** Obiettivi **
1) Indichi se le affermazioni (a), (b) e (c) concordano con il brano sulle unioni civili. Risponda sì o no a ciascuna e citi testualmente le parole del brano che decidono la risposta.
(a) La legge n. 76 del 2016 è entrata in vigore l'11 maggio 2016.
(b) La legge Cirinnà prende il nome da un ministro che l'ha proposta.
(c) Per costituire un'unione civile è sufficiente la presenza di un solo testimone.
2) Riassuma in due frasi il brano sulle unioni civili.
3) Riprenda il brano sulle unioni civili e le coppie di fatto dal punto in cui si interrompe.

** Brano scelto **

----------

Il Diritto di Famiglia

UNIONI CIVILI E COPPIE DI FATTO

La legge n. 76 del 2016, nota come legge Cirinnà, per la senatrice Monica Cirinnà che ne è stata la prima firmataria, ha segnato una svolta importante nel  nostro Paese, riconoscendo giuridicamente la coppia di fatto costituita da persone dello stesso sesso. Tale legge entrata in vigore l’11 maggio 2016, ha introdotto una riforma nel nostro diritto di famiglia estendendo anche alle coppie omosessuali gran parte dei diritti e dei doveri previsti per il matrimonio e modificando lo stato civile dei componenti della coppia stessa. 

In questo caso il legislatore ha dovuto riconoscere il superamento del concetto della famiglia “tradizionale” fondata sul matrimonio sancito dall’art. 29 Cost. e l’esistenza di nuove forme familiari quali le unioni civili tra persone dello stesso sesso e le convivenze di fatto.

1. Sono definite Unioni Civili ex art. 1 legge Cirinnà, tutte quelle forme di convivenza tra due persone maggiorenni dello stesso sesso mediante dichiarazione di fronte all'ufficiale di stato civile ed alla presenza di due testimoni.

----------

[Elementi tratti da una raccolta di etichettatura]
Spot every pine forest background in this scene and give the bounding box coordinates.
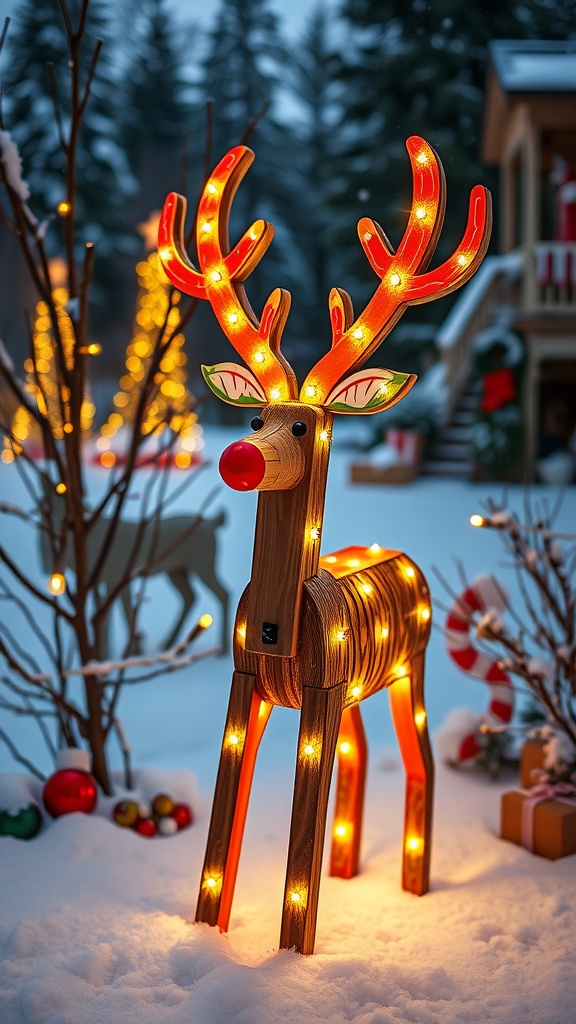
[0,0,576,415]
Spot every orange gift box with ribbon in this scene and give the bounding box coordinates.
[500,782,576,860]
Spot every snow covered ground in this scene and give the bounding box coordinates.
[0,425,576,1024]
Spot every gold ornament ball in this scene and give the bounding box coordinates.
[152,793,174,818]
[113,800,140,828]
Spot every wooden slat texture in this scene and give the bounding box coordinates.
[330,705,368,879]
[196,672,268,927]
[246,403,332,657]
[389,654,434,896]
[280,685,344,953]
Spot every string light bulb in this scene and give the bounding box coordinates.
[48,572,66,597]
[406,836,424,854]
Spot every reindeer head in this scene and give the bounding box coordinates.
[158,135,491,490]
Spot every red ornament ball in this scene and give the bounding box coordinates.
[42,768,98,818]
[152,793,174,818]
[170,804,194,831]
[134,818,158,839]
[112,800,140,828]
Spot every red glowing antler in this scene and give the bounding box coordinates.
[158,145,297,404]
[300,135,492,404]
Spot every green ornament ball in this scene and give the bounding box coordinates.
[0,804,42,839]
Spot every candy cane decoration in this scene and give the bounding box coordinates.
[445,573,515,763]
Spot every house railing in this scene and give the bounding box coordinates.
[436,251,524,422]
[528,242,576,313]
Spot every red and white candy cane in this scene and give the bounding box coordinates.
[445,573,515,762]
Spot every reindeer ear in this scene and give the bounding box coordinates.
[200,362,268,409]
[322,370,417,416]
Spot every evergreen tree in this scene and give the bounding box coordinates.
[292,4,340,361]
[203,0,303,346]
[332,0,575,305]
[124,0,190,217]
[4,0,134,260]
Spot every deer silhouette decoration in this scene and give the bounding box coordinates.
[159,136,491,953]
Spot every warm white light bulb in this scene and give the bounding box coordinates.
[48,572,66,597]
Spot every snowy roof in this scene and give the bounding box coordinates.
[490,39,576,92]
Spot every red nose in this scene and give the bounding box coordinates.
[218,441,266,490]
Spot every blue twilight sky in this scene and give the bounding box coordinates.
[0,0,323,36]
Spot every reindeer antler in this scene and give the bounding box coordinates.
[300,135,492,403]
[158,145,297,404]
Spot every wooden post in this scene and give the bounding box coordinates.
[280,683,345,953]
[195,672,272,932]
[330,705,368,879]
[389,653,434,896]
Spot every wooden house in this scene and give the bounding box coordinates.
[438,40,576,479]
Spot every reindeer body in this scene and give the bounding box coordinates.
[40,489,229,657]
[159,136,490,953]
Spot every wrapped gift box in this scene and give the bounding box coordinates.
[520,739,546,790]
[500,790,576,860]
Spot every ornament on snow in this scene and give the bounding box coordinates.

----------

** Risposte per compito **
1)
(a) Sì: «Tale legge entrata in vigore l’11 maggio 2016».
(b) No: «per la senatrice Monica Cirinnà che ne è stata la prima firmataria».
(c) No: «ed alla presenza di due testimoni».

2) La legge n. 76 del 2016, detta legge Cirinnà ed entrata in vigore l'11 maggio 2016, ha riconosciuto giuridicamente le coppie di fatto formate da persone dello stesso sesso. Ha esteso loro gran parte dei diritti e dei doveri del matrimonio, prendendo atto del superamento della famiglia «tradizionale» fondata sul matrimonio, e all'art. 1 definisce l'unione civile come la convivenza tra due persone maggiorenni dello stesso sesso costituita con dichiarazione davanti all'ufficiale di stato civile e a due testimoni.

3)
2. Sono definiti  conviventi di fatto due persone maggiorenni, unite stabilmente da legami affettivi di coppia e di reciproca  assistenza morale e materiale, non vincolate da rapporti di parentela, affinità o adozione, da matrimonio o da un’unione civile. 

La convivenza di fatto tra persone dello stesso sesso o eterosessuali può essere attestata da un’autocertificazione, redatta in carta libera e presentata al Comune di residenza, nella quale i conviventi dichiarano di vivere allo stesso indirizzo anagrafico.

Entrambe le fattispecie sono disciplinate dall’Art.2 Cost. “La Repubblica riconosce e garantisce i diritti inviolabili dell'uomo, sia come singolo, sia nelle formazioni sociali ove si svolge la sua personalità, e richiede l'adempimento dei doveri inderogabili di solidarietà politica, economica e sociale”.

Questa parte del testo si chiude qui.